Select and copy each line in the data below that contains the string "door". Case counts.
☆ ☆ ☆
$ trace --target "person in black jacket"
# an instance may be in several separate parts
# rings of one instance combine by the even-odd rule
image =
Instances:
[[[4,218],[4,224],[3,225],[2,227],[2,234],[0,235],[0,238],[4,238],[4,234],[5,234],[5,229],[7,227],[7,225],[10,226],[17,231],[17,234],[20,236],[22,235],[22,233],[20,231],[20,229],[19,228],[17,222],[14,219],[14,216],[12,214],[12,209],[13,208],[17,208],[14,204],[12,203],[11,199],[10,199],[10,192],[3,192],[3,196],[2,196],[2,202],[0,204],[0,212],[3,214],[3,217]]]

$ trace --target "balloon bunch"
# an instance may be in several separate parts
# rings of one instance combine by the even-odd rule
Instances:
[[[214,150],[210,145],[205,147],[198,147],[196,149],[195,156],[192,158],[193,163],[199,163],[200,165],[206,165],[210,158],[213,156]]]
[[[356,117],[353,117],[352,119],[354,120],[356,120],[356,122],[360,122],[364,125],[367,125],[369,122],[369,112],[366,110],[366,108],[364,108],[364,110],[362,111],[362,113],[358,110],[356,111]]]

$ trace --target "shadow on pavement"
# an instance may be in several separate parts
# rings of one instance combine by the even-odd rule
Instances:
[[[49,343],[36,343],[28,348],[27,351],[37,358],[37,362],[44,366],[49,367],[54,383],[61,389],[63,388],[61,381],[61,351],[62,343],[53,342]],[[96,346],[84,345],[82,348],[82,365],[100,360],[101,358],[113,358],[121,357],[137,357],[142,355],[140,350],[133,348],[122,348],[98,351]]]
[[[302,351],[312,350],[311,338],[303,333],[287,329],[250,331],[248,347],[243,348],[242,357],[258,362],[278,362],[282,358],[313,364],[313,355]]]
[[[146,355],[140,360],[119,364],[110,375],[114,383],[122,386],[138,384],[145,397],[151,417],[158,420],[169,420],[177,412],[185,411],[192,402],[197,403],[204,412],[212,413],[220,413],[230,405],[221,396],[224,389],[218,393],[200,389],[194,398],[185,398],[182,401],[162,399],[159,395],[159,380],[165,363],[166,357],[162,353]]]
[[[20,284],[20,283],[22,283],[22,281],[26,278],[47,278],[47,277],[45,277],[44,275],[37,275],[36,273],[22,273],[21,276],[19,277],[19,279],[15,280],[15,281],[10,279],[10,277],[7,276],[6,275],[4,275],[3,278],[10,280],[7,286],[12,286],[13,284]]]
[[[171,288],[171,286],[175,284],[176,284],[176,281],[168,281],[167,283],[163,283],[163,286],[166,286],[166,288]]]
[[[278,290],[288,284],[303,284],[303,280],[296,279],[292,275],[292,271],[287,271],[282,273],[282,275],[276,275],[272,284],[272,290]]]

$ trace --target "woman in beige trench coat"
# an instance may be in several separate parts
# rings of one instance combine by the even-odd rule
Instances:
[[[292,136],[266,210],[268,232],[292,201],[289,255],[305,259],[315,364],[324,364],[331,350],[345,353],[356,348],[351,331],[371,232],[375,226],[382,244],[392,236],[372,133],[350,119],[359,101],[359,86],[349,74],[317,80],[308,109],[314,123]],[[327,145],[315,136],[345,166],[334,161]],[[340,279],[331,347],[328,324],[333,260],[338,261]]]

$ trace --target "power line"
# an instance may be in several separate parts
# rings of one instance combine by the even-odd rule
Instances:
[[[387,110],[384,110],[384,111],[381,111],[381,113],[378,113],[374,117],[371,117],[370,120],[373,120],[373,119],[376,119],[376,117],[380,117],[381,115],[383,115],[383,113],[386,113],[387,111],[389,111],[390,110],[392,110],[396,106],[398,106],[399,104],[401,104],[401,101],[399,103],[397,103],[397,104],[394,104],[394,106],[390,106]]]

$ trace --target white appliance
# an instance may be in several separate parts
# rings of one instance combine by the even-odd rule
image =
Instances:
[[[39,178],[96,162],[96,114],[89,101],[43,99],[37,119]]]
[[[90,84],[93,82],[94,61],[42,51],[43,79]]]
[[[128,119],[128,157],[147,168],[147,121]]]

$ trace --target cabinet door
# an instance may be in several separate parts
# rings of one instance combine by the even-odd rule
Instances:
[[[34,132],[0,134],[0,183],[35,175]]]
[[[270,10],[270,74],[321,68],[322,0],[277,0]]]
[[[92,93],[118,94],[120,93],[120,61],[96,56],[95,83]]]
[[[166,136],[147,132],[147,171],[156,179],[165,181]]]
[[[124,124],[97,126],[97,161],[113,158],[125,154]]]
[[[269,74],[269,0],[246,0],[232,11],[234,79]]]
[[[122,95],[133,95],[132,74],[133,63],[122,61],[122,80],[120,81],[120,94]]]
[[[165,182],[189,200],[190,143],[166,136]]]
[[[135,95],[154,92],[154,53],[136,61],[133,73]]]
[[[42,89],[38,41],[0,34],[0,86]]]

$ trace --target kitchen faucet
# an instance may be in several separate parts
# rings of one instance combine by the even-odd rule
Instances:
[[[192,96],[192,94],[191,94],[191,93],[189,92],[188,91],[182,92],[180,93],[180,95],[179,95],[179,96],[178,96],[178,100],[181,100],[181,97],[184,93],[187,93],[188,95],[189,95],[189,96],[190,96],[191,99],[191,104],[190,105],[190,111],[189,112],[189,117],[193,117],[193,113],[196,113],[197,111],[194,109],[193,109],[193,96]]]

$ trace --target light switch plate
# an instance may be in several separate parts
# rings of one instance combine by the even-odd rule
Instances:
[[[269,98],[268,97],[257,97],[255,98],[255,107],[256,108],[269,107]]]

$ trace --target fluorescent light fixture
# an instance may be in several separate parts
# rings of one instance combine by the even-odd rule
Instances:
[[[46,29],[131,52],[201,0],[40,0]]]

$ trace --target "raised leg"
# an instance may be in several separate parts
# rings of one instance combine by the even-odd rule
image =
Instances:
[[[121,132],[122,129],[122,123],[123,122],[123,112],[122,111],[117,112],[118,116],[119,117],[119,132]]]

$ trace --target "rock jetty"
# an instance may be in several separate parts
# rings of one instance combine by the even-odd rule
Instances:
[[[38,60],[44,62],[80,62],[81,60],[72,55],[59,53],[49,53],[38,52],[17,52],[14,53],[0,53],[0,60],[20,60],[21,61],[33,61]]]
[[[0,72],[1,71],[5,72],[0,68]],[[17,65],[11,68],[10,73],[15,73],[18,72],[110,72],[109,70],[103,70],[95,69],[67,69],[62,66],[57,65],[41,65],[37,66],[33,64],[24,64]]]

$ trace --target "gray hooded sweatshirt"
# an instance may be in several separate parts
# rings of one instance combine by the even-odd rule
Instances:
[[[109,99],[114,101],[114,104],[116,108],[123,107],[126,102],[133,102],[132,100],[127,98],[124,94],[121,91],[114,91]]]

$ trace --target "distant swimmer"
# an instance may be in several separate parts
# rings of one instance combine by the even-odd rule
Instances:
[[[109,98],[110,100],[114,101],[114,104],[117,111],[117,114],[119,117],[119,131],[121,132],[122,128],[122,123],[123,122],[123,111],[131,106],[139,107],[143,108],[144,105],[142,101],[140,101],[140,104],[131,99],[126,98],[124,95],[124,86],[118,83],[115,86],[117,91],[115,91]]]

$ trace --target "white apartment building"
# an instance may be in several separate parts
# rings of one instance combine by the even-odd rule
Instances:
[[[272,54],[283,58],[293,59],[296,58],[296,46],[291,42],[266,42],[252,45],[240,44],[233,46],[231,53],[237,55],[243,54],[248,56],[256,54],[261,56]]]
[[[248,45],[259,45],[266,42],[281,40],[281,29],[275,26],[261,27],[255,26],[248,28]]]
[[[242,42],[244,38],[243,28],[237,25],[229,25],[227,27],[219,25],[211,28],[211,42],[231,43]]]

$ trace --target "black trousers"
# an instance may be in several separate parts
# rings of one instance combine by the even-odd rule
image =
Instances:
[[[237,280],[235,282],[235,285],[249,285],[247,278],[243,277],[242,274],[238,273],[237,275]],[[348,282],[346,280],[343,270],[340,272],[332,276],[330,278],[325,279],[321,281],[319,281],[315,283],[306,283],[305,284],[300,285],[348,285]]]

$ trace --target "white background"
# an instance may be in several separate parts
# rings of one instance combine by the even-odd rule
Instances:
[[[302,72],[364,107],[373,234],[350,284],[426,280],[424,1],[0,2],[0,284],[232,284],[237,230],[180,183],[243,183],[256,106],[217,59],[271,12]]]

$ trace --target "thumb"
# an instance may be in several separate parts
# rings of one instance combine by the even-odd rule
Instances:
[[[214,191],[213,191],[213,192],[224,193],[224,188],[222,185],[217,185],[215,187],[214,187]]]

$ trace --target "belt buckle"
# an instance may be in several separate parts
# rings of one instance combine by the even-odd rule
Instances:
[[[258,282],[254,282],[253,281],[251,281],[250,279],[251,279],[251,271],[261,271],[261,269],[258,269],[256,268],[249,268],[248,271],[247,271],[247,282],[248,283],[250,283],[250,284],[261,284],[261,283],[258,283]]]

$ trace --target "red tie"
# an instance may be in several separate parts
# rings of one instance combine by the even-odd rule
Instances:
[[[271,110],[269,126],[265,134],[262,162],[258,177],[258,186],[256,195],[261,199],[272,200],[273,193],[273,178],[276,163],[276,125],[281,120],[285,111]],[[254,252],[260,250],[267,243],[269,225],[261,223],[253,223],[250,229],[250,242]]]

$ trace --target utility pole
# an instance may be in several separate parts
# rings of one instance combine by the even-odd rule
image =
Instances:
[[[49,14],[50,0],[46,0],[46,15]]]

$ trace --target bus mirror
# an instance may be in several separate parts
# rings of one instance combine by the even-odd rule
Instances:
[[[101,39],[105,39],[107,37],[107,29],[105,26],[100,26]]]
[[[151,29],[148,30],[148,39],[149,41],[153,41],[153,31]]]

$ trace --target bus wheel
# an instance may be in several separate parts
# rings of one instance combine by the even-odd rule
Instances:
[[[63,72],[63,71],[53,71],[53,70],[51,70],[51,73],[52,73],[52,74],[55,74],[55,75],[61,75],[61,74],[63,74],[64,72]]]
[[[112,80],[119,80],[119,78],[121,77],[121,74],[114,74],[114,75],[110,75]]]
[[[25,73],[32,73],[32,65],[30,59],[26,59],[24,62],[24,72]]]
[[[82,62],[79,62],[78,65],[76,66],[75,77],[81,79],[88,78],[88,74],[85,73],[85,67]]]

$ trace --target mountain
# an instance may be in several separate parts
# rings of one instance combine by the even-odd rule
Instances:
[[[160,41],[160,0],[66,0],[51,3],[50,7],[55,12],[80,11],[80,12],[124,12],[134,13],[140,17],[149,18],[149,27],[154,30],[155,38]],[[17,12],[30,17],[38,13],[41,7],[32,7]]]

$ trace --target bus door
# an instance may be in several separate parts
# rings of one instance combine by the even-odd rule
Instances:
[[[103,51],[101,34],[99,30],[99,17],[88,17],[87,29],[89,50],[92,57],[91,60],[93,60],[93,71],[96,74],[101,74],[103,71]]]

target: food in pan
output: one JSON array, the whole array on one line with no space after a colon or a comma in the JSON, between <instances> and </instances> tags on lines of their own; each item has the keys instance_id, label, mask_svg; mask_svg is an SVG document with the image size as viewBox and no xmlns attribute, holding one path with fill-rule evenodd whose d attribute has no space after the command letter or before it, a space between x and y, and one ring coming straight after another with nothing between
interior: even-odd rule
☆ ☆ ☆
## Result for this exercise
$ trace --target cabinet door
$ trace --target bus door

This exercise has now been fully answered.